:: Exercise description ::
Take the data below and repeat it exactly.

(Stored data entries)
┏━━

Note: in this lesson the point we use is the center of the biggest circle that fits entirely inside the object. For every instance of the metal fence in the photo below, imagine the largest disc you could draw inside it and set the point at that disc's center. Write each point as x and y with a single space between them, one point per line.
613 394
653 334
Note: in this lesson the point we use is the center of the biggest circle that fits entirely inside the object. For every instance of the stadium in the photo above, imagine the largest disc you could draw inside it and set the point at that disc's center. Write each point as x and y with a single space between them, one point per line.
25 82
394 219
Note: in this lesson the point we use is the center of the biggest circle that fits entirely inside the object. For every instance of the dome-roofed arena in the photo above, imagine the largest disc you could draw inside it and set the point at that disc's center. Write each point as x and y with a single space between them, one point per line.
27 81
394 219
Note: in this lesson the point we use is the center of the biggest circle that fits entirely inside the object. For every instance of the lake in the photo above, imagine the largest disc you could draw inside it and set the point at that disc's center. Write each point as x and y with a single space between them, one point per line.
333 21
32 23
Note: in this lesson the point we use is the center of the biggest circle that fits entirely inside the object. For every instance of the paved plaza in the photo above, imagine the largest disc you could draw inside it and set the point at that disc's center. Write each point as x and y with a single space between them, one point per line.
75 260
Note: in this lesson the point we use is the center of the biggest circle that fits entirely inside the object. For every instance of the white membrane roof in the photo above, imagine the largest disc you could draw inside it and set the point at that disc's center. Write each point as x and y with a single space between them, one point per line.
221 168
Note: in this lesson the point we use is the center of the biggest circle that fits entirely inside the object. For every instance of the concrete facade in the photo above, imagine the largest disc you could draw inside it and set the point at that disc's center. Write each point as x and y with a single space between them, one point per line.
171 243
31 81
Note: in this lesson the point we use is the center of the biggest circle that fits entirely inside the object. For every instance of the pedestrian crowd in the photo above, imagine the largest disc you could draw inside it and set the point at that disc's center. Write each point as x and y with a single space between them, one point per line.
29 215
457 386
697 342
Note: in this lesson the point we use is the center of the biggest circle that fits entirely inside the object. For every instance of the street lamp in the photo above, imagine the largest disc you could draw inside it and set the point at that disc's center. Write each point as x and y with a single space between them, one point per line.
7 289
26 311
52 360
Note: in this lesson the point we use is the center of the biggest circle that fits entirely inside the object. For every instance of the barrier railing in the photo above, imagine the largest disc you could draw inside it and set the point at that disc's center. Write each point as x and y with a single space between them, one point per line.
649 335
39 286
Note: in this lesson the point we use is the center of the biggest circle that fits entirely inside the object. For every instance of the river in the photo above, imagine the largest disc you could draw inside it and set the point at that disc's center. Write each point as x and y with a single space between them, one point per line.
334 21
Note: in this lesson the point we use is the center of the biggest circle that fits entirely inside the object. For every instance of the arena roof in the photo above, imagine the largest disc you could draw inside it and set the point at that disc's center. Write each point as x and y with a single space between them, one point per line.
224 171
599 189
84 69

┗━━

:: Solution to the exercise ::
Note: in this lesson the point we use is the center of the biggest circle that fits entirely inside the object. For every instance of the metal fence in the photo below, imagine the largest disc you could draw inside it and set the point at that disc's center. Write each point as x and y with a single space between them, one point per line.
613 394
653 334
Note: in this lesson the point we use is the center of the biggest circle that fits entirely inside the object. For every instance of the stadium in the photo above, imagine the largest disc you could draw inside it and set the point at that disc's center. Write each point as x and y with a single space between them, one point per line.
25 82
394 219
Note: in this lesson the point we use is the center of the biggest circle that fits entirely inside the object. For every instance of the dome-roofed arena in the photo above, imagine the largest disc you could draw inside it and set the point at that disc's center. Write each point as x and y with a single space between them, one point per line.
27 81
394 219
Note: in this lesson the point we use is the center of the biggest circle that fits entirely inside the object. For every instance of the lake in the photo above, imagine the largest disc you could draw inside it and set the point at that disc's center. Write each point as x and y with a single space between them, one point per line.
333 21
32 23
Note: in this lesson the point we use is the center of the biggest circle that fits entirely inside the object. For every instance of the paved plaza in the photo above, imagine the largest disc you could draw inside it and set the point at that disc's center. Write each point as x and y with a single space between them, one point per line.
75 260
Note: in this lesson the point we use is the center of the biggest circle that fits entirely inside the object. For every instance of the white membrane roof in the photo above, imagine the largest disc you could draw inside it and set the point at that disc's center. Write each point as x and y with a single space between them, one point per line.
221 168
Note: in this lesson the point we use is the center of the biggest circle that fits entirely inside the object. For every instance of the concrete facade in the photo above, imagine the largest disc you could draw inside it and set the point at that disc's center. Write each point as x and y with a single space between them, one point per line.
171 243
31 81
Note: in this lesson the point we use is the center of the biggest circle that fits entirely inside the object. For every instance of the pedestrian crowd in the photo above, imagine the largest disc you could draw inside it and set the point at that disc's center. Write each point as x and y with a single space between them, one point per line.
29 215
457 386
697 342
Note: in this lesson the point we use is the center of the biggest circle that fits entirely inside the object. For every instance of the street lamp in the photo above, imagine the largest disc you could draw inside it and set the point at that disc's center. Write each point as x and y with a single space between them, one point per line.
7 289
26 311
52 360
Note: in this lesson the point we use is the center of the biggest circle that fits entirely inside the object. For every instance of the barrier railing in the photo above, imagine the largest disc you could draw inside it and set the point at that disc's center. Write each point as x and y with a single space between them, one point per line.
649 335
39 286
Note: in this lesson the point we use is the center of the biggest circle that fits entirely inside the object. For every instance of the river in the photo above, imagine the largest disc you could draw inside it and set the point at that disc's center. Write each point as x and y with a single space between them, one point per line.
334 21
Note: in this lesson the point we use is the center of the biggest circle that fits entirely inside the object. For every instance of the arena roof in the photo above, imagine the largest disc you could draw inside it and set the point at that disc's center. Write each point as x and y with a single space between them, one point per line.
224 171
599 189
84 69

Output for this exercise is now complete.